● **What you should do**: Exactly and only the lines from the one containing "In the picture above, where can the balcony railing" through the close of the entries below are to be set down.

Top of Stored data

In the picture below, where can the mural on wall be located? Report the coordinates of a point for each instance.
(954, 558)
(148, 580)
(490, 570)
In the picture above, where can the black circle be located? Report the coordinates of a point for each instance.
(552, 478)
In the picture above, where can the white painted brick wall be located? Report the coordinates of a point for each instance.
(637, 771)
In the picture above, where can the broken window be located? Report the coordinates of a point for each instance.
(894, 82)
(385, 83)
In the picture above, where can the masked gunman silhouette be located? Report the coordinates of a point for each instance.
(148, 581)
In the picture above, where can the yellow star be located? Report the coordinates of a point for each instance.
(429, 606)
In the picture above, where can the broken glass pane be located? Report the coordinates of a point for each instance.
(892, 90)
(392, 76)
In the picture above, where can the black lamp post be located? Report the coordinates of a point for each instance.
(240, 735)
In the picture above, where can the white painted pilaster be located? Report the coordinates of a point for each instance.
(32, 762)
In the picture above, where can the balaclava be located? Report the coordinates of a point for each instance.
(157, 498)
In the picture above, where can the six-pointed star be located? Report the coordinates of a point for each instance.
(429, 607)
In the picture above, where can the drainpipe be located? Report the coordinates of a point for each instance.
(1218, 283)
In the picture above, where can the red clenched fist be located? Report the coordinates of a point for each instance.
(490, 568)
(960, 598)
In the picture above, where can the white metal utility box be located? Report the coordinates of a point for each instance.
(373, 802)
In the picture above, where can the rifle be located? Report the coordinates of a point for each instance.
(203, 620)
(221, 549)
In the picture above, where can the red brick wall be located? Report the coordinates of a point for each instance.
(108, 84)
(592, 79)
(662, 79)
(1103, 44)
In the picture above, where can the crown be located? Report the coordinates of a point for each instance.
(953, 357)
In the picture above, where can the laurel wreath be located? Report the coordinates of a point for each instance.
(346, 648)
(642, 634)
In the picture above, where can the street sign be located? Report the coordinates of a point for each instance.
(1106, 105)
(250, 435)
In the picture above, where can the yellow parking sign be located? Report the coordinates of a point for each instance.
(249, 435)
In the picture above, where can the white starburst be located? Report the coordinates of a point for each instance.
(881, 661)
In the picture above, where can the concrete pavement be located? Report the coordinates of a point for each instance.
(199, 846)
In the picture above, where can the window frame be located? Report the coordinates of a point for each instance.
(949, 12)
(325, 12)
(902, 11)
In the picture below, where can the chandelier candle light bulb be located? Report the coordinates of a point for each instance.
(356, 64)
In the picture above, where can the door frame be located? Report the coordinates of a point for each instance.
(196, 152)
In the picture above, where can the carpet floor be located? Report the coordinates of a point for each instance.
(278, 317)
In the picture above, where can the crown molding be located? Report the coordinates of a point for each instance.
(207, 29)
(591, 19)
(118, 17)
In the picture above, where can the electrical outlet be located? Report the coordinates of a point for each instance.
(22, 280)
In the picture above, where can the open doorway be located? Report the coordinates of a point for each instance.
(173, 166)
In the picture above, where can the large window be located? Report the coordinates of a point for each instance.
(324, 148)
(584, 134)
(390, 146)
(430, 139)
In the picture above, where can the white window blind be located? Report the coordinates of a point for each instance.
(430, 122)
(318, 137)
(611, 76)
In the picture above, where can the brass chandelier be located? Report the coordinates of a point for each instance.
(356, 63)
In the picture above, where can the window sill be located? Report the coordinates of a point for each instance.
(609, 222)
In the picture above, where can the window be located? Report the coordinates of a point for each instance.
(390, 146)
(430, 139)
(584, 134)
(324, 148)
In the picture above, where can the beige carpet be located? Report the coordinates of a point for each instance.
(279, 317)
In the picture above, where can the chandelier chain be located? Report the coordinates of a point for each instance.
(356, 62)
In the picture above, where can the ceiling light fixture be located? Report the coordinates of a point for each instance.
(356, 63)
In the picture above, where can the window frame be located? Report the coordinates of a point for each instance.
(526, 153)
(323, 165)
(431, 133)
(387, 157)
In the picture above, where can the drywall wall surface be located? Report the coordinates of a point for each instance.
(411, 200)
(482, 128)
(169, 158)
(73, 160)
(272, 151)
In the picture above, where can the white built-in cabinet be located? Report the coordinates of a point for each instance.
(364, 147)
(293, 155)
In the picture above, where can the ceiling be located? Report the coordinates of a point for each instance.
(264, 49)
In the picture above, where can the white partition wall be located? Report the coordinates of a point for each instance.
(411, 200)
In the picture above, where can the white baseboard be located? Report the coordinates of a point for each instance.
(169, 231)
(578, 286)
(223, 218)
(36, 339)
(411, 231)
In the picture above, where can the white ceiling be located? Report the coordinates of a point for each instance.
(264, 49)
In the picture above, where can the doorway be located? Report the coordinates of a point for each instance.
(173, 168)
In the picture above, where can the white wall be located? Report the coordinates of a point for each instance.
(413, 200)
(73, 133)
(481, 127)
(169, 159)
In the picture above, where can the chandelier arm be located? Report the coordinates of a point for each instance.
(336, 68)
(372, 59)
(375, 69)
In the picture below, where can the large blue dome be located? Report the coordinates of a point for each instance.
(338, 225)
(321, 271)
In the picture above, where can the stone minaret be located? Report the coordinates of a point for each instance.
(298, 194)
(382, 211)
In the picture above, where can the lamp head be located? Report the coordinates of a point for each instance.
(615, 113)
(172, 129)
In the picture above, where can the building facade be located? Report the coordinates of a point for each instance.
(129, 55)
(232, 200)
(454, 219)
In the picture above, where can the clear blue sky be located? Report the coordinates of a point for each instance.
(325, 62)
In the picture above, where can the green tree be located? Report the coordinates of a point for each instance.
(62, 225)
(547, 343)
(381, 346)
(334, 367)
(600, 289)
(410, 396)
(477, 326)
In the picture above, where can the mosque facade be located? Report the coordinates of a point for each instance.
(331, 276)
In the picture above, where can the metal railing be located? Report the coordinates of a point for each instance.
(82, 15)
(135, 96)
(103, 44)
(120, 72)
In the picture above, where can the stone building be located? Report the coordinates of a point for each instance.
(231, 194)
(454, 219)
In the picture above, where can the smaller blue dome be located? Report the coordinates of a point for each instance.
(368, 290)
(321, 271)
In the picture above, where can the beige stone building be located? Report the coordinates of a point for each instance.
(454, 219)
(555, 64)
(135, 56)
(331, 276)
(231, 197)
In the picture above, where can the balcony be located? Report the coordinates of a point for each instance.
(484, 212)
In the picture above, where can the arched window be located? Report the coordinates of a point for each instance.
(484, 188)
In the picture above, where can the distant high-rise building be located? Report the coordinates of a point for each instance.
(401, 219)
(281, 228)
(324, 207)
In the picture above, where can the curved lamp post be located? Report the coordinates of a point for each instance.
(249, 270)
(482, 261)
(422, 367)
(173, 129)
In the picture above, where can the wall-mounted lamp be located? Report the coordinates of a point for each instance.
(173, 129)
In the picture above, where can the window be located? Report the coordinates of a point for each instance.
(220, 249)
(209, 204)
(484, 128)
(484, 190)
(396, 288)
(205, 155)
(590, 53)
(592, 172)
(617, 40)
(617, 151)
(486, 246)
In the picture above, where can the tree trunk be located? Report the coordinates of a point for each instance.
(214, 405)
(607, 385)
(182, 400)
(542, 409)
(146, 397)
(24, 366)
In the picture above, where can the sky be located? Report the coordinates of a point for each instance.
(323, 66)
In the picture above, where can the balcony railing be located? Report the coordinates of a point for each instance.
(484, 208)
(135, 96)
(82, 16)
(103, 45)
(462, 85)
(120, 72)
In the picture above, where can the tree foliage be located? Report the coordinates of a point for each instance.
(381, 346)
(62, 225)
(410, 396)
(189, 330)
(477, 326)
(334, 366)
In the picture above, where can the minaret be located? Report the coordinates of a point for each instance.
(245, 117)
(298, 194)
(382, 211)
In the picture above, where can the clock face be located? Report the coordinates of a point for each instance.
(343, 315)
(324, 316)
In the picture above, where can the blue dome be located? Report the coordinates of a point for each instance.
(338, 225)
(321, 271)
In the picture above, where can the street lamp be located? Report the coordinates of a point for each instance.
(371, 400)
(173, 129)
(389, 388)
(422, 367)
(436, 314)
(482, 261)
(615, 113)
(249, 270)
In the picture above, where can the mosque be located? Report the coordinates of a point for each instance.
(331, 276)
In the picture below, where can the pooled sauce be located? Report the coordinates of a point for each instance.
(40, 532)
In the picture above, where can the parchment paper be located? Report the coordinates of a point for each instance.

Bottom of Stored data

● **Task output**:
In the picture above, where can the balcony railing be located? Report the coordinates of a point for each instance.
(484, 208)
(135, 96)
(82, 16)
(103, 45)
(462, 85)
(120, 72)
In the picture above, where can the tree foliage be located? Report the coordinates of a point for each instance.
(381, 346)
(62, 225)
(410, 396)
(189, 330)
(477, 326)
(334, 366)
In the picture above, where can the minaret be located? Report the coordinates of a point for each instance.
(245, 117)
(298, 194)
(382, 211)
In the picture above, where can the clock face be located? Report the coordinates of a point for each instance.
(343, 315)
(324, 316)
In the picture above, where can the blue dome be located? Report the coordinates of a point for each instance.
(338, 225)
(321, 271)
In the picture above, where can the street lamp be located? Report the coordinates of a point for each instance.
(371, 400)
(173, 129)
(389, 388)
(422, 367)
(436, 314)
(482, 261)
(615, 113)
(249, 270)
In the picture above, where can the mosque be located? Report the coordinates of a point for each instance.
(331, 276)
In the picture below, where can the pooled sauce be located? Report the coordinates of a point for each instance.
(40, 532)
In the picture above, where can the parchment paper be located? Report the coordinates of a point for each instance.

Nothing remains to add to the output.